((

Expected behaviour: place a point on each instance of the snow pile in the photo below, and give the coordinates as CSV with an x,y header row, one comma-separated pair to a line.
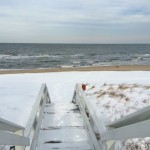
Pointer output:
x,y
118,100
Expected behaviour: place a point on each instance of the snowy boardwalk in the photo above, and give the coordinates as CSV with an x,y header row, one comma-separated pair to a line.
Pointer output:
x,y
62,128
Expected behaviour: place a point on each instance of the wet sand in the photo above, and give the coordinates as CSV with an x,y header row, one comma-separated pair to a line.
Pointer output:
x,y
99,68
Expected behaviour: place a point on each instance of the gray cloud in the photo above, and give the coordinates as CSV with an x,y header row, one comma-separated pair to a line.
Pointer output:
x,y
75,21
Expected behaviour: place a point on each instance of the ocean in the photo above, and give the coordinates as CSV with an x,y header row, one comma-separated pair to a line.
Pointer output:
x,y
33,56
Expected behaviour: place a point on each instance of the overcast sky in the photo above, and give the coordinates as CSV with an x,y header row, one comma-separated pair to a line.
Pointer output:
x,y
75,21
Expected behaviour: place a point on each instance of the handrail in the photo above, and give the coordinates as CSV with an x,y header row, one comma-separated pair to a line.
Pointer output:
x,y
30,132
88,116
9,136
9,126
35,119
136,125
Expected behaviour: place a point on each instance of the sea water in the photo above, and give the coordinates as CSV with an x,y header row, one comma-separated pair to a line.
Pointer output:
x,y
30,56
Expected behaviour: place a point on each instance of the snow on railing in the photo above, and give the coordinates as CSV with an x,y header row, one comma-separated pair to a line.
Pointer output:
x,y
136,125
35,119
12,134
29,134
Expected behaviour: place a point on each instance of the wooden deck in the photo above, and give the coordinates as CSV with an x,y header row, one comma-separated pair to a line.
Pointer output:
x,y
62,128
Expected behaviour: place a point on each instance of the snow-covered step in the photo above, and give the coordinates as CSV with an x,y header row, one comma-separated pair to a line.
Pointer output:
x,y
62,128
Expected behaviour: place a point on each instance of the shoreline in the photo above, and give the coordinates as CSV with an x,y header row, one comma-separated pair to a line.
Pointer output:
x,y
96,68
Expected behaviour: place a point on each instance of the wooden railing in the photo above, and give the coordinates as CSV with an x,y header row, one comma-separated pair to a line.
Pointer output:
x,y
136,125
29,134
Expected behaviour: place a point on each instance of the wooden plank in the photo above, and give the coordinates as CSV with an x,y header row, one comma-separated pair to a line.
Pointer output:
x,y
7,138
91,133
9,126
36,133
34,112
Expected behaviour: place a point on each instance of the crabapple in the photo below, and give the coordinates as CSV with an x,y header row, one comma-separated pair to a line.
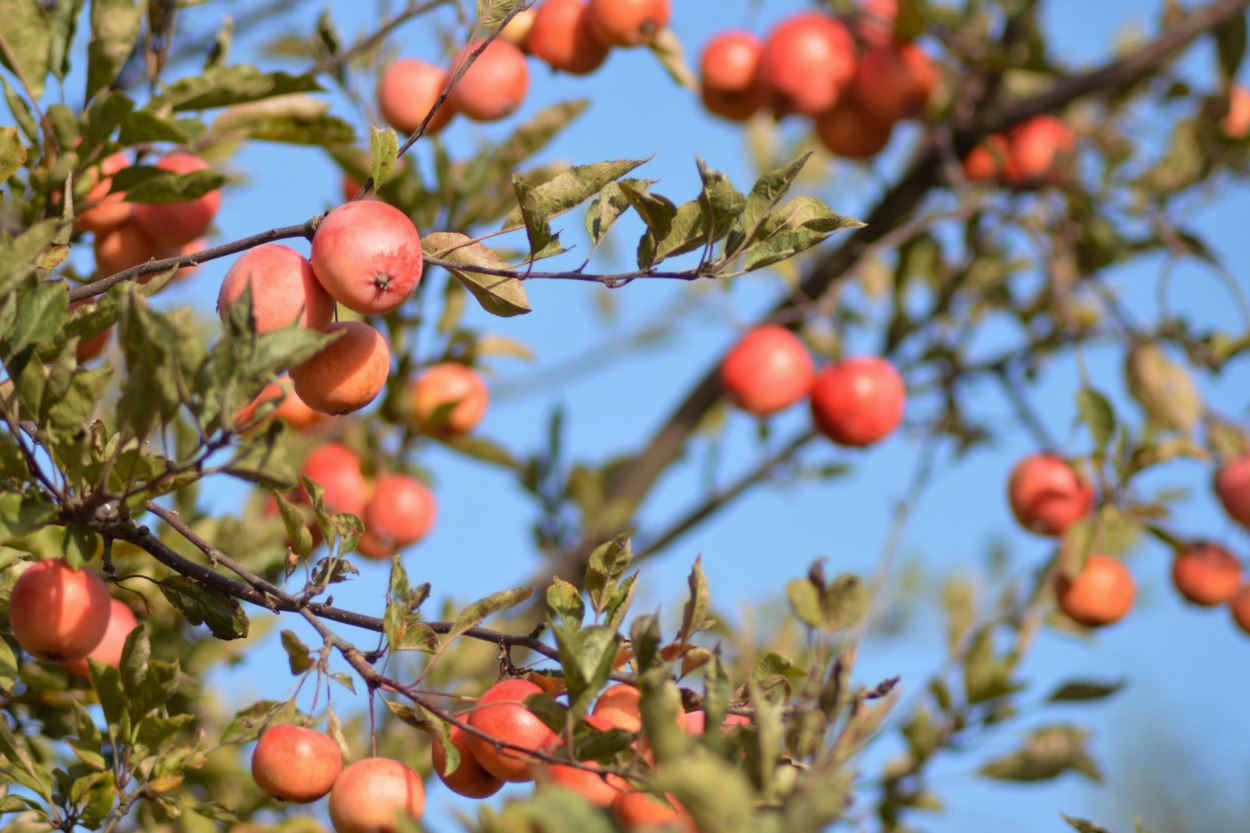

))

• **YOUR ASSIGNMENT**:
Could you transcribe the material above exactly, keeping every picture out?

• **WRITTEN ANSWER**:
Expected behaviour: place a point on each instance of the snow pile in the photo below, and give the coordinates as CSV with an x,y header row, one comma-separated pair to a line.
Pointer output:
x,y
118,100
Expected behaviour: place a point on each instance of the snowy boardwalk in the photo above, and give the coordinates as CSV with an x,y header row, one comma-separated pair to a line.
Pointer output:
x,y
62,128
Expected behaviour: place a point on each instance of the wet sand in the photo above, and give the coordinates as CSV with an x,y header row, one comma-separated pair to a line.
Pointer output:
x,y
99,68
Expected behaviour: place a point on each instance of the gray cloud in the photo above, and give the coordinates as CSV with an x,y header row, one comma-separated pair to a line.
Pointer output:
x,y
75,21
Expected behaviour: place a point on each instance of the ocean in the photo above, and give the coordinates as CSV with an x,y header row, one comma-separated pair to a line.
Pointer output:
x,y
33,56
Expected behaviour: place a point on each instance of the overcast sky in the photo above, and give the coordinates as CSV with an x,y header row, one comma-separated pair to a line.
Pointer output:
x,y
75,21
Expected behaviour: place a point on each instance of the handrail in the photo above, and give the coordinates as CSV with an x,y header row, one comma-separated pair to a line.
Pointer output:
x,y
30,132
88,116
9,136
9,126
35,119
136,125
Expected behaviour: place a point on each instance of the sea water in the photo above, and give the coordinates as CSV with an x,y header row, one comma-separated pair to a line.
Pointer output:
x,y
30,56
Expected behaviour: place a point on each instance of the snow on railing in the photo above, and give the coordinates as CSV with an x,y header row, one comma-separated pair to a line.
Pointer output:
x,y
136,125
35,119
12,134
29,134
Expected behaviour: place a point on each instance of the wooden deck in the photo above, and give the coordinates as CSV with an x,y header row, one comma-separated pair to a line.
Pointer output:
x,y
62,128
Expected behaviour: place a point on each instance of the snow-covered step in the photo above, and give the coordinates as CSV with an x,y header row, one comma-separated pair to a line.
Pointer output:
x,y
62,128
Expected behaviour: place a point on each instance of the shoreline in the photo above, and give the coordinates as CSV with an x,y header row, one comma-separated pair to a line.
Pointer output:
x,y
96,68
Expected behaviour: place a point on each instance of the wooden railing in the photo above, and give the coordinates as CSV with an x,y header row, one comma-separated pair to a line.
Pointer output:
x,y
136,125
29,134
Expected behaviour: place a point on each instance of the wooden plank in the photo above, and give the coordinates as CSV with an x,y header row, one comma-separated pair to a line.
Pointer output:
x,y
7,138
91,133
9,126
36,133
34,112
Expected behaviour: place a point on each instance of the crabapple in the photo below, and give the coordinates as CSV with an x,y header row, one comma-separated pair to a line.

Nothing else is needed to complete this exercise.